_QUOTED TEXT_.
►

# Baby Goose Series



## flyingSquirrel (May 27, 2016)

After crawling on my stomach about 150 feet, in full camouflage, with my 500mm on a skimmer pod, I was undetected amidst the flock of geese with babies. My shares:


----------



## Click (May 27, 2016)

Very nice pictures, Matthew.


----------



## Don Haines (May 27, 2016)

At the local park, you almost trip over the geese. I shot these with my trusty 70-200 while seated on a park bench with the geese about 20 feet away.... The adult geese would walk past five feet away......


----------



## flyingSquirrel (May 28, 2016)

Click said:


> Very nice pictures, Matthew.



Thank you!


----------



## flyingSquirrel (May 28, 2016)

Don Haines said:


> At the local park, you almost trip over the geese. I shot these with my trusty 70-200 while seated on a park bench with the geese about 20 feet away.... The adult geese would walk past five feet away......



Thanks for the input, Don. Parks can be a great place to shoot, in some circumstances.

That said, my shooting style and preferences don't work well in public park areas where people, children, and dogs are running loose. I prefer to be in a more private area so I can feel safer and more at ease lying on the ground for artistic eye-level shots, and know the birds won't be scared away by a dog or child. It puts the nature back in nature photography, for me anyway.

◄

_Stored items from a collection_.

►

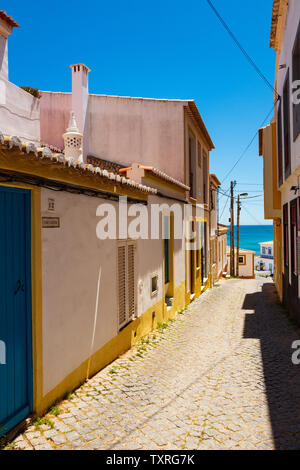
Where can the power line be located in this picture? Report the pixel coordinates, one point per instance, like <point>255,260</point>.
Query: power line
<point>249,145</point>
<point>250,60</point>
<point>253,217</point>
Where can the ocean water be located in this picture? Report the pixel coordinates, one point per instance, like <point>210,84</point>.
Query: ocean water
<point>251,235</point>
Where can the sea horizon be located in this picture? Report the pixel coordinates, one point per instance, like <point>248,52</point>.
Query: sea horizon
<point>252,235</point>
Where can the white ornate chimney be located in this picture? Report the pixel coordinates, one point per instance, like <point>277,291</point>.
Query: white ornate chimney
<point>73,140</point>
<point>80,97</point>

◄

Reproduce the baby goose thread from "After crawling on" up to and including "Click (May 27, 2016)", swapping "skimmer pod" for "bean bag".

After crawling on my stomach about 150 feet, in full camouflage, with my 500mm on a bean bag, I was undetected amidst the flock of geese with babies. My shares:


----------



## Click (May 27, 2016)